## Problem to solve
Copy out the entries below precisely; nothing is to be omitted.

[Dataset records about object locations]
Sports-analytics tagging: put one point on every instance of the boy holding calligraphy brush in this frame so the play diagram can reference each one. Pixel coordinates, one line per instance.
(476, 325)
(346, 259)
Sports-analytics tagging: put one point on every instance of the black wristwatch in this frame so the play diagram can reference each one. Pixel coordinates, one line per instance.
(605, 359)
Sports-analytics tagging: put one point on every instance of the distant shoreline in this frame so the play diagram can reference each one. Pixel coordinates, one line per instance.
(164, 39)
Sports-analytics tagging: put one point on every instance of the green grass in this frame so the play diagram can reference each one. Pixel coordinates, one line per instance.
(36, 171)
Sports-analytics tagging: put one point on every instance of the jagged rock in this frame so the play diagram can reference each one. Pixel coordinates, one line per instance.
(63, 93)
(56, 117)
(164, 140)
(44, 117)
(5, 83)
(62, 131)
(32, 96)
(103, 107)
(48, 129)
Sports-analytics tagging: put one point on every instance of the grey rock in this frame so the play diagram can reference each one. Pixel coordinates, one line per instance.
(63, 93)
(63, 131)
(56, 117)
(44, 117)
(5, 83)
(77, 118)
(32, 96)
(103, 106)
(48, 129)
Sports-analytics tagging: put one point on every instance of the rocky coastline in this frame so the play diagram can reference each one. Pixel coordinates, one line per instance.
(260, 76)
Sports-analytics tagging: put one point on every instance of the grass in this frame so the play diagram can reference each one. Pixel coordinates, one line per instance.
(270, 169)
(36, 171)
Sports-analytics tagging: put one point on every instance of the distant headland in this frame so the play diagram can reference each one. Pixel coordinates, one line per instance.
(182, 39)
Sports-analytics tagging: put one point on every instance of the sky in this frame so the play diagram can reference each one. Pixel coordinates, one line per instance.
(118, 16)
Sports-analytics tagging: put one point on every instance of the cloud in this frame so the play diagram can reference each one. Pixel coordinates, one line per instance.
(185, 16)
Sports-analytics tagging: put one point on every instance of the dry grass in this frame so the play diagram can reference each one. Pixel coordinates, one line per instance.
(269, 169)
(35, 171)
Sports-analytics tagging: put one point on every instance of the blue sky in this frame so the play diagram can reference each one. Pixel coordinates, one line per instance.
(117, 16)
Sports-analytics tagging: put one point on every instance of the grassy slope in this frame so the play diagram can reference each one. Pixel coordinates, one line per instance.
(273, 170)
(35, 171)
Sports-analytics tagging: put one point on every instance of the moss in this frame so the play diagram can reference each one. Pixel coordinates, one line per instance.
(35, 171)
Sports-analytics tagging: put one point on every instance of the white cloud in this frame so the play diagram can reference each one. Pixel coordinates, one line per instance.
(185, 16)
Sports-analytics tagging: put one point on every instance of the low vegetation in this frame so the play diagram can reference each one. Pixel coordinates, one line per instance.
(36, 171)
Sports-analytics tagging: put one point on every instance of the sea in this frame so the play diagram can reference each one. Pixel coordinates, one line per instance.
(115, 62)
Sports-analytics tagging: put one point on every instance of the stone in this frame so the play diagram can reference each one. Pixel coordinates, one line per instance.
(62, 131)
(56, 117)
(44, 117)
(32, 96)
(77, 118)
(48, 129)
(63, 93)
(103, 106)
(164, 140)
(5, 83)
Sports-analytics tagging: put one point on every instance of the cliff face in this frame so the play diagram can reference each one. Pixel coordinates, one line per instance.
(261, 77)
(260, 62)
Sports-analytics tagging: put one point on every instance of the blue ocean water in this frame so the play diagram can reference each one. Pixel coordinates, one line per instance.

## Task response
Sports-analytics tagging: put one point on every instance of the boy holding calligraphy brush in this frame so the play diagram can reference each one. Pixel coordinates, one line per instance.
(476, 325)
(346, 259)
Sports-analytics tagging: put one point on every instance of the black wristwatch in this frame so the play diagram can reference each one. Pixel coordinates, one line per instance.
(605, 359)
Sports-analytics tagging: put one point on every instance of the distant shoreline in this frame so the play diagram can reference each one. Pixel coordinates, one line per instance.
(164, 39)
Sports-analytics tagging: put one point on every instance of the green grass in this frame so the play diagram can reference each one. Pixel coordinates, one line per instance.
(36, 171)
Sports-analytics tagging: put one point on every instance of the jagged rock in this frame so the play diagram can reference each one. Pixel coordinates, one line per instance.
(63, 93)
(56, 117)
(164, 140)
(44, 117)
(5, 83)
(62, 131)
(32, 96)
(103, 107)
(48, 129)
Sports-analytics tagging: put one point on every instance of the grey rock in this frame so the play diagram can reference each one. Pixel coordinates, one line per instance.
(63, 93)
(63, 131)
(56, 117)
(44, 117)
(5, 83)
(77, 118)
(32, 96)
(103, 106)
(48, 129)
Sports-analytics tagging: put one point on every instance of the rocky coastline in this frame so the play diagram can reference each one. Pixel coordinates, one line per instance.
(260, 76)
Sports-analytics tagging: put one point on every instance of the grass in this frame so the play diagram can reference each one. Pixel coordinates, one line per instance.
(270, 169)
(36, 171)
Sports-analytics tagging: put one point on every instance of the distant headland in this frame so the play diagram can reference each one. Pixel coordinates, one line per instance.
(182, 39)
Sports-analytics tagging: put one point on every instance of the sky in this frame so the play diagram can reference each one. Pixel coordinates, one line per instance.
(118, 16)
Sports-analytics tagging: put one point on every instance of the cloud in this frame so the play diagram can reference each one. Pixel coordinates, one line per instance.
(185, 16)
Sports-analytics tagging: put one point on every instance of the dry grass in this frame so the play diagram can reference each one. Pixel coordinates, one line per instance.
(269, 169)
(35, 171)
Sports-analytics tagging: put one point on every instance of the blue sky in this frame so the play diagram can reference each one. Pixel coordinates, one line per instance.
(117, 16)
Sports-analytics tagging: put one point on every instance of the grassy slope in this frame so the play diagram can reference each one. Pixel coordinates, one line per instance.
(273, 170)
(35, 171)
Sports-analytics tagging: put one point on every instance of the moss in this frame so the play diagram can reference each one. Pixel coordinates, one line per instance.
(35, 171)
Sports-analytics tagging: put one point on every instance of the white cloud in this frame so the play diagram can reference each one. Pixel coordinates, one line per instance.
(185, 16)
Sports-analytics tagging: put one point on every instance of the low vegetation in this frame so the play diagram can reference each one. Pixel coordinates, one line per instance.
(36, 171)
Sports-analytics tagging: put one point on every instance of the sea in this frame so the play diagram can reference each one. Pixel coordinates, one line per instance.
(115, 62)
Sports-analytics tagging: put one point on every instance of the stone in this frame so the play diagram can reference each one. Pixel coordinates, one line per instance.
(62, 131)
(56, 117)
(44, 117)
(32, 96)
(77, 118)
(48, 129)
(63, 93)
(103, 106)
(164, 140)
(5, 83)
Sports-analytics tagging: put one point on every instance of the cliff face in this frame so the play diagram can reference each one. Pixel coordinates, one line per instance.
(261, 77)
(260, 62)
Sports-analytics tagging: put one point on every instance of the blue ocean water in this frame so the play diagram can reference each one. Pixel coordinates, one line per instance.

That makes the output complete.